- Work to complete -
Retype the lines of the listing below without alteration, starting at the line that contains "every upper kitchen" and ending after the line that contains "left=158, top=305, right=256, bottom=335".

- Coordinate annotation entries -

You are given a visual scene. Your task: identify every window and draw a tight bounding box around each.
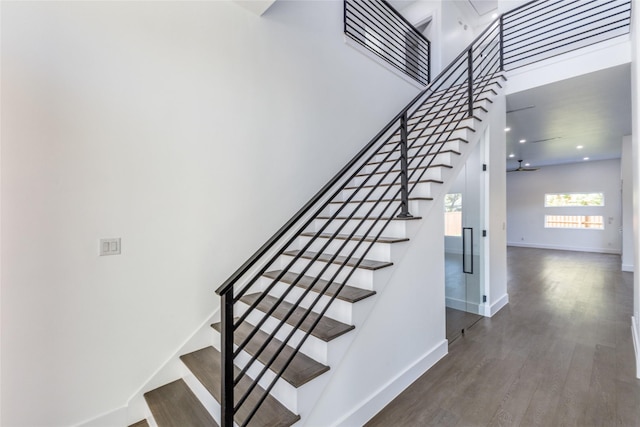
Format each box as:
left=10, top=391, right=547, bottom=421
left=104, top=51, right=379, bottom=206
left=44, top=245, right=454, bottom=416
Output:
left=444, top=193, right=462, bottom=237
left=544, top=193, right=604, bottom=208
left=544, top=215, right=604, bottom=230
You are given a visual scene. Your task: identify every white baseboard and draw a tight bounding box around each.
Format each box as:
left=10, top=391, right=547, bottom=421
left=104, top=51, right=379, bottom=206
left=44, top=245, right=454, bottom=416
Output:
left=486, top=294, right=509, bottom=317
left=507, top=242, right=620, bottom=255
left=631, top=316, right=640, bottom=378
left=445, top=298, right=483, bottom=315
left=334, top=340, right=448, bottom=427
left=76, top=406, right=126, bottom=427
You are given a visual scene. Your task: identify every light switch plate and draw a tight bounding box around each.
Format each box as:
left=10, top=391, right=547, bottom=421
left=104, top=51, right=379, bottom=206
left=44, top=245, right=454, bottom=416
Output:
left=100, top=237, right=121, bottom=256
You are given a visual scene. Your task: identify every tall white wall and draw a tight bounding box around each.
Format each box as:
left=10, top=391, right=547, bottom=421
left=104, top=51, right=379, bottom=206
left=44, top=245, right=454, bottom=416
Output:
left=0, top=1, right=416, bottom=427
left=620, top=135, right=634, bottom=272
left=484, top=95, right=509, bottom=316
left=507, top=159, right=622, bottom=254
left=631, top=0, right=640, bottom=378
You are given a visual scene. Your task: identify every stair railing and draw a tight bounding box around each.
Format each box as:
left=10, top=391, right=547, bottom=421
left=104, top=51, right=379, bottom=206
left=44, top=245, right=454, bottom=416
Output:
left=343, top=0, right=431, bottom=86
left=216, top=0, right=630, bottom=427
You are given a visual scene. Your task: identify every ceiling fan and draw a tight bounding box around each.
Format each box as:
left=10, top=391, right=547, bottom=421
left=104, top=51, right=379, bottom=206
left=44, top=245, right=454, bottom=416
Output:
left=507, top=160, right=539, bottom=172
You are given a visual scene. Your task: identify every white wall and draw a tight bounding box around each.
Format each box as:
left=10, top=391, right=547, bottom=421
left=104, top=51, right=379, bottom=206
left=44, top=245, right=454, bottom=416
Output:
left=484, top=92, right=509, bottom=316
left=620, top=135, right=634, bottom=272
left=1, top=1, right=416, bottom=427
left=507, top=159, right=622, bottom=254
left=631, top=0, right=640, bottom=378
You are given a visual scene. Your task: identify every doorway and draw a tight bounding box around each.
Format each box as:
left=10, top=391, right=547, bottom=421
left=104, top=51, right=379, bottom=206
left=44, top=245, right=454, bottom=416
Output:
left=444, top=141, right=485, bottom=342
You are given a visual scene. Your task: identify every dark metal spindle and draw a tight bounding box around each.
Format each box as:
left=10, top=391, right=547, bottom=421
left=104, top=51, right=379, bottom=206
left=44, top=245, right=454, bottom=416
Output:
left=220, top=288, right=234, bottom=427
left=398, top=111, right=413, bottom=218
left=467, top=48, right=473, bottom=117
left=498, top=15, right=504, bottom=71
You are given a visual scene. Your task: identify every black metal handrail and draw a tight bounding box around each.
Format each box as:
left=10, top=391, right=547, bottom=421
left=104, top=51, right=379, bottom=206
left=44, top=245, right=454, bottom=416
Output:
left=343, top=0, right=431, bottom=86
left=216, top=0, right=629, bottom=427
left=504, top=0, right=631, bottom=70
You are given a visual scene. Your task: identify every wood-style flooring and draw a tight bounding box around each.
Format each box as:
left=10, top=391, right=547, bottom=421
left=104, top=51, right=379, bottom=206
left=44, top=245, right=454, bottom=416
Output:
left=366, top=247, right=640, bottom=427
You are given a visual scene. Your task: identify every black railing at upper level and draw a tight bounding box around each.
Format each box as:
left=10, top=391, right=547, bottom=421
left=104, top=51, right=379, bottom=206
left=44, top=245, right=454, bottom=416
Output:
left=503, top=0, right=631, bottom=70
left=216, top=0, right=630, bottom=427
left=344, top=0, right=431, bottom=86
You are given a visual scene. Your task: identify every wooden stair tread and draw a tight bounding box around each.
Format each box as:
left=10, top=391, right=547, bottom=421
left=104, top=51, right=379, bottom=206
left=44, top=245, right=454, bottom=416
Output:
left=144, top=379, right=218, bottom=427
left=240, top=293, right=355, bottom=342
left=300, top=232, right=409, bottom=243
left=367, top=150, right=462, bottom=168
left=211, top=322, right=329, bottom=388
left=180, top=347, right=300, bottom=427
left=284, top=250, right=393, bottom=270
left=329, top=196, right=433, bottom=205
left=263, top=270, right=376, bottom=303
left=407, top=105, right=489, bottom=125
left=344, top=179, right=443, bottom=190
left=316, top=216, right=422, bottom=222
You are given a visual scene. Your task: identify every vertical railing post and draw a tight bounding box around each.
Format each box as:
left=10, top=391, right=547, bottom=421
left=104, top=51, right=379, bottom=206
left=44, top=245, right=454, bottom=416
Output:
left=398, top=111, right=413, bottom=218
left=467, top=45, right=473, bottom=117
left=500, top=15, right=504, bottom=71
left=220, top=288, right=234, bottom=427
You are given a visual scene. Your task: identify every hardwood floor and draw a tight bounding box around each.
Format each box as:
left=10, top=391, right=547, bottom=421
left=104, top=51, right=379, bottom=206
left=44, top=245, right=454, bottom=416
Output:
left=366, top=247, right=640, bottom=427
left=446, top=307, right=482, bottom=344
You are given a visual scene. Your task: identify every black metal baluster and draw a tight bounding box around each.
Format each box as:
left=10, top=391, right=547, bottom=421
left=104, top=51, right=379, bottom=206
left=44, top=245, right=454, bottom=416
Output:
left=498, top=15, right=504, bottom=71
left=220, top=288, right=234, bottom=427
left=467, top=47, right=473, bottom=117
left=398, top=111, right=413, bottom=218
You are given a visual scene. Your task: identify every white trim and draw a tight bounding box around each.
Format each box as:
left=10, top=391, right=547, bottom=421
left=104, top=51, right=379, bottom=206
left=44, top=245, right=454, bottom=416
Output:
left=124, top=307, right=220, bottom=427
left=485, top=294, right=509, bottom=317
left=507, top=242, right=620, bottom=255
left=344, top=34, right=426, bottom=90
left=445, top=297, right=484, bottom=316
left=333, top=340, right=449, bottom=426
left=76, top=406, right=126, bottom=427
left=631, top=316, right=640, bottom=378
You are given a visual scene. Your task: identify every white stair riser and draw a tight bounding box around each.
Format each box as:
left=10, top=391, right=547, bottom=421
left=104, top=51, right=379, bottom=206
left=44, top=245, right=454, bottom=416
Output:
left=368, top=151, right=458, bottom=176
left=210, top=328, right=298, bottom=413
left=309, top=219, right=407, bottom=241
left=299, top=235, right=391, bottom=261
left=269, top=282, right=353, bottom=325
left=234, top=303, right=329, bottom=365
left=327, top=200, right=419, bottom=216
left=416, top=95, right=491, bottom=118
left=368, top=143, right=464, bottom=165
left=280, top=256, right=373, bottom=289
left=352, top=166, right=442, bottom=186
left=378, top=139, right=465, bottom=161
left=342, top=181, right=436, bottom=200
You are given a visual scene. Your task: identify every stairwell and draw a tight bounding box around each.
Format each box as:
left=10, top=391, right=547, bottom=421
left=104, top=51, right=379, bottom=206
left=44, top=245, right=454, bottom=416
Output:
left=127, top=0, right=632, bottom=426
left=131, top=74, right=504, bottom=426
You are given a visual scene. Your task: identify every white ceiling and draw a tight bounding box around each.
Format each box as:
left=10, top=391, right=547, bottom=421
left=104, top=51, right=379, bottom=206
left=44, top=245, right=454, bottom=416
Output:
left=469, top=0, right=498, bottom=16
left=507, top=65, right=631, bottom=169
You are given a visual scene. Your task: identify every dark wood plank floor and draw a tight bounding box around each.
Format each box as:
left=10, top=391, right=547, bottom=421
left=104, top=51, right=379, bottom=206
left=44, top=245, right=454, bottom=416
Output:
left=446, top=307, right=482, bottom=344
left=367, top=247, right=640, bottom=427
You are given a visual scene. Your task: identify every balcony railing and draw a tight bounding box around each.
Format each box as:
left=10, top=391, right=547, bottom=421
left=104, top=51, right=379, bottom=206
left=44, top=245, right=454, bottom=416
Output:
left=344, top=0, right=431, bottom=86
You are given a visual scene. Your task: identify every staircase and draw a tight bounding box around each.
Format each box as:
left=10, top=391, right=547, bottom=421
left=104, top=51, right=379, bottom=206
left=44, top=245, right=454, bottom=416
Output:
left=127, top=0, right=632, bottom=427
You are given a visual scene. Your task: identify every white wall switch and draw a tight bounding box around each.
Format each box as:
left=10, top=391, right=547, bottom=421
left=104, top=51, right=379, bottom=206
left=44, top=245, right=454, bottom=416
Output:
left=100, top=237, right=121, bottom=256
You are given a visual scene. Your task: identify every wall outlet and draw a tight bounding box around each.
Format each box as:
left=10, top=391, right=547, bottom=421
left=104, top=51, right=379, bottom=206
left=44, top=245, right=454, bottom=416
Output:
left=100, top=237, right=121, bottom=256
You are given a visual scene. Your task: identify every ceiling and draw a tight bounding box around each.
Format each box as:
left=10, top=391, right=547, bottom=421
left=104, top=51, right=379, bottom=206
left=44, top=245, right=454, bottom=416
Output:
left=506, top=65, right=631, bottom=169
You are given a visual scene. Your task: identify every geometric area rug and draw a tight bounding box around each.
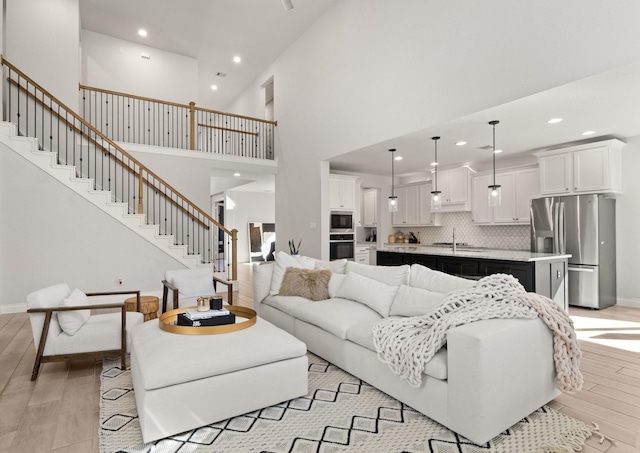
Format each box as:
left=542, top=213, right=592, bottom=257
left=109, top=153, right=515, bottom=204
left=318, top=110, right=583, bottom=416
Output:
left=99, top=353, right=591, bottom=453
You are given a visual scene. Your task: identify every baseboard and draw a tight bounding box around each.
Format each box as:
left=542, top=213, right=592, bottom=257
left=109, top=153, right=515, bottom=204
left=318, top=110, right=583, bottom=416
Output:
left=617, top=297, right=640, bottom=308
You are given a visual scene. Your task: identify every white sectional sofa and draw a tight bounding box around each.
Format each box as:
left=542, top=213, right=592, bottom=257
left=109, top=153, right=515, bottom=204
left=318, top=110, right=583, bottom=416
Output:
left=253, top=252, right=559, bottom=444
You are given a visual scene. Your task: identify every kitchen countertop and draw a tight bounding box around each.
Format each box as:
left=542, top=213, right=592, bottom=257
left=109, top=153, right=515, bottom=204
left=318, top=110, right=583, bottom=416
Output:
left=378, top=243, right=571, bottom=262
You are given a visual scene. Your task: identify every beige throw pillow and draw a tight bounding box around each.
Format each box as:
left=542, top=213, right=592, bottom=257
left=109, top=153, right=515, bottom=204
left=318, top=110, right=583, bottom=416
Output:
left=279, top=267, right=331, bottom=300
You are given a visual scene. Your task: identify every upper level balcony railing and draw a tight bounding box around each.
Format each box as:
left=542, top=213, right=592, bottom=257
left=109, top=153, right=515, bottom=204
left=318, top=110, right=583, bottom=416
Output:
left=80, top=85, right=277, bottom=160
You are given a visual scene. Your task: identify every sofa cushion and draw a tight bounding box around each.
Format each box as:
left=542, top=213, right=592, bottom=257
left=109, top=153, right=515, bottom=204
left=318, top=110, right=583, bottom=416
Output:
left=262, top=294, right=312, bottom=314
left=58, top=289, right=91, bottom=335
left=291, top=298, right=381, bottom=340
left=279, top=267, right=331, bottom=300
left=346, top=261, right=410, bottom=286
left=409, top=264, right=476, bottom=293
left=347, top=318, right=448, bottom=380
left=316, top=259, right=347, bottom=274
left=269, top=251, right=316, bottom=296
left=389, top=285, right=445, bottom=316
left=329, top=273, right=347, bottom=297
left=337, top=272, right=398, bottom=317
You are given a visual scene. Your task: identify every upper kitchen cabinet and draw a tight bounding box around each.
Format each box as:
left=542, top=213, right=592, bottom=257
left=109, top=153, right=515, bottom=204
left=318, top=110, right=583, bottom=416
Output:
left=534, top=139, right=625, bottom=195
left=438, top=167, right=471, bottom=212
left=362, top=189, right=378, bottom=227
left=329, top=175, right=357, bottom=211
left=471, top=168, right=539, bottom=224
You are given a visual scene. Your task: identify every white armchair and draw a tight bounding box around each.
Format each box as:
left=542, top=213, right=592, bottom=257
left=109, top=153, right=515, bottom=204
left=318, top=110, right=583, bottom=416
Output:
left=162, top=268, right=233, bottom=313
left=27, top=283, right=144, bottom=381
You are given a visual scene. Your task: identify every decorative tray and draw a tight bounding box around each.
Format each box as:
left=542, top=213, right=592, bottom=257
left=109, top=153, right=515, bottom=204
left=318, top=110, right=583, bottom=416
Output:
left=158, top=305, right=256, bottom=335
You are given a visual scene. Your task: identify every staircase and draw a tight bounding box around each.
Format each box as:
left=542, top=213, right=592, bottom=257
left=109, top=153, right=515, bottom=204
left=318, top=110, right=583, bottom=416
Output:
left=0, top=59, right=237, bottom=282
left=0, top=122, right=205, bottom=271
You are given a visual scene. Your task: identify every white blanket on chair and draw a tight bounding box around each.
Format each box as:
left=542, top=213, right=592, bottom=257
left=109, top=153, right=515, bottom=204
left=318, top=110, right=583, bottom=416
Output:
left=373, top=274, right=583, bottom=393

- Answer to this problem -
You are given a visual scene. Your task: identify every upper kitchen cabinet and draw a tight bounding box around each.
Format each box as:
left=542, top=213, right=592, bottom=257
left=109, top=153, right=515, bottom=204
left=318, top=110, right=583, bottom=416
Output:
left=534, top=139, right=625, bottom=195
left=438, top=167, right=471, bottom=212
left=362, top=189, right=378, bottom=227
left=329, top=175, right=357, bottom=211
left=471, top=168, right=539, bottom=224
You are given a visual scene. Your task: identify every white armchair and draw a tight bounding box around each.
Format each box as:
left=542, top=213, right=592, bottom=257
left=109, top=153, right=515, bottom=204
left=318, top=110, right=583, bottom=416
Output:
left=162, top=268, right=233, bottom=313
left=27, top=283, right=144, bottom=381
You are given a visual scene. Your task: identify every decorative tray and draw a tight bounding box around each.
Format each box as:
left=542, top=213, right=592, bottom=257
left=109, top=153, right=515, bottom=204
left=318, top=110, right=583, bottom=416
Output:
left=158, top=305, right=256, bottom=335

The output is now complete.